Arrête un peu de faire chier tu veux
j’y peux rien c’est l’âge t’sais
Ta gueule avec ton âge – arrête de faire chier avec ça tout le monde vieillit et alors et après ? Il a bon dos ton âge tiens ! Ça change quoi ? Et tout le monde va crever aussi si tu veux savoir… Tu veux savoir ? C’est ça qui va t’arriver aussi, tu vas crever et alors et après ? Fais pas chier va ! Et arrête de chialer merde !
c’est le vent je pleure pas
Qu’est-ce que ça peut faire le vent ? tu te défends ? arrête de te défendre alors et chiale un bon coup ce sera fait et t’arrêteras un peu avec cette saloperie de litanie
faut quand même bien qu’on pleure, merde c’est un peu le moment – et toi tu pleures pas ?
Tu veux que je te dise … ? Hein, qu’est-ce tu veux que je te dise ? Si, je pleure bien sûr que je pleure évidemment tout le monde l’aimait et alors ? Arrête jte dis !
tu me l’interdis ?

▶ _Exercices_
1. Dans le dialogue sur l'âge et les larmes, à quoi l'une des voix attribue-t-elle ses pleurs ?
2. Poursuivez le dialogue sur l'âge et les larmes après sa dernière réplique.
Ces lignes viennent d'une autre source que le dialogue.

▶ _Lignes de données_
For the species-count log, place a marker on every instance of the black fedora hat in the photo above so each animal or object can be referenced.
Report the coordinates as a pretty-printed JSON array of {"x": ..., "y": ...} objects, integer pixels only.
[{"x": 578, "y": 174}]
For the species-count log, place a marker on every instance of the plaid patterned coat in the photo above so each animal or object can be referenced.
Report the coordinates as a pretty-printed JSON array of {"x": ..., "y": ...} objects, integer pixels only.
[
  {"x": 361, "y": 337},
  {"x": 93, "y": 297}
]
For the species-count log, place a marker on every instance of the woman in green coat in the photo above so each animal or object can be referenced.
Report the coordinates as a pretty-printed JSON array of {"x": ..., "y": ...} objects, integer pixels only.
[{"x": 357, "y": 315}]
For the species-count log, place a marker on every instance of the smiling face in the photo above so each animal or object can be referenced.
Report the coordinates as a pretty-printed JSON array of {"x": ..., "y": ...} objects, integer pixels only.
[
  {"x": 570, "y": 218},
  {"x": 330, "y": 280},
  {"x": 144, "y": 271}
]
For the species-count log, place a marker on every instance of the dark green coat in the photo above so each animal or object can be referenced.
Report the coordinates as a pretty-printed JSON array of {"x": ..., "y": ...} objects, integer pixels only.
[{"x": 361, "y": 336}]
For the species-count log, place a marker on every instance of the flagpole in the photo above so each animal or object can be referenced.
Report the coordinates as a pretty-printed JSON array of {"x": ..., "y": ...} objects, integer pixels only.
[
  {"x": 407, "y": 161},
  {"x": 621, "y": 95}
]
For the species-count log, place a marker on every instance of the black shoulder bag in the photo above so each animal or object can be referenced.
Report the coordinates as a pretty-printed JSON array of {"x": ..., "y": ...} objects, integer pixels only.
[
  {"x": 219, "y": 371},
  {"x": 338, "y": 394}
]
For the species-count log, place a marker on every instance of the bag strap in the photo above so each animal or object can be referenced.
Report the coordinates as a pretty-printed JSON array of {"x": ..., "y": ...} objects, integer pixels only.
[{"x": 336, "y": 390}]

▶ _Réponses rédigées_
1. Au vent.

2.
Arrête je te dis que ça ne sert à rien – mais qu’est-ce que tu fais ? arrête jte dis arrête maintenant ! Oh putain…Bon, crie… Crie ! Crie puisque tu ne sais faire que ça
si tu crois que ça va m’empêcher de
La ferme ! Si tu veux chialer, chiale mais arrête maintenant
c’est que j’ai trop mal, t’sais, trop mal tous les matins et tous les jours, c’est là ça se creuse dès que je me réveille c’est là – et même dans mes rêves tsais, même dans les rêves merde…
On en est tous là, laisse tomber – et arrête avec cette bouteille – emmerde pas l’monde
faut que je le fasse passer
Évidemment et c’est comme ça que tu retournes à ton état alors arrête !
sinon ça passera jamais – ça te fait rire maintenant
Oui je rigole et toi aussi tiens rigole ! Rigole donc au lieu de chialer comme un abruti, rigole ! Maintenant que c’est fini, j’en ai marre…
toi vas-y jte dis vas-y
Ça ne me fait plus rire, j’ai plus envie de rire, je vais te dire
mais toi, tu comprends jamais rien… t’es juste là à juger toujours juger du haut de ton savoir, alors c’est pas vrai peut-être ? Hein dis ?
Après tout je m’en fous t’as qu’à faire ce que tu veux – tu veux boire et ben bois ! Vas-y ! Bois !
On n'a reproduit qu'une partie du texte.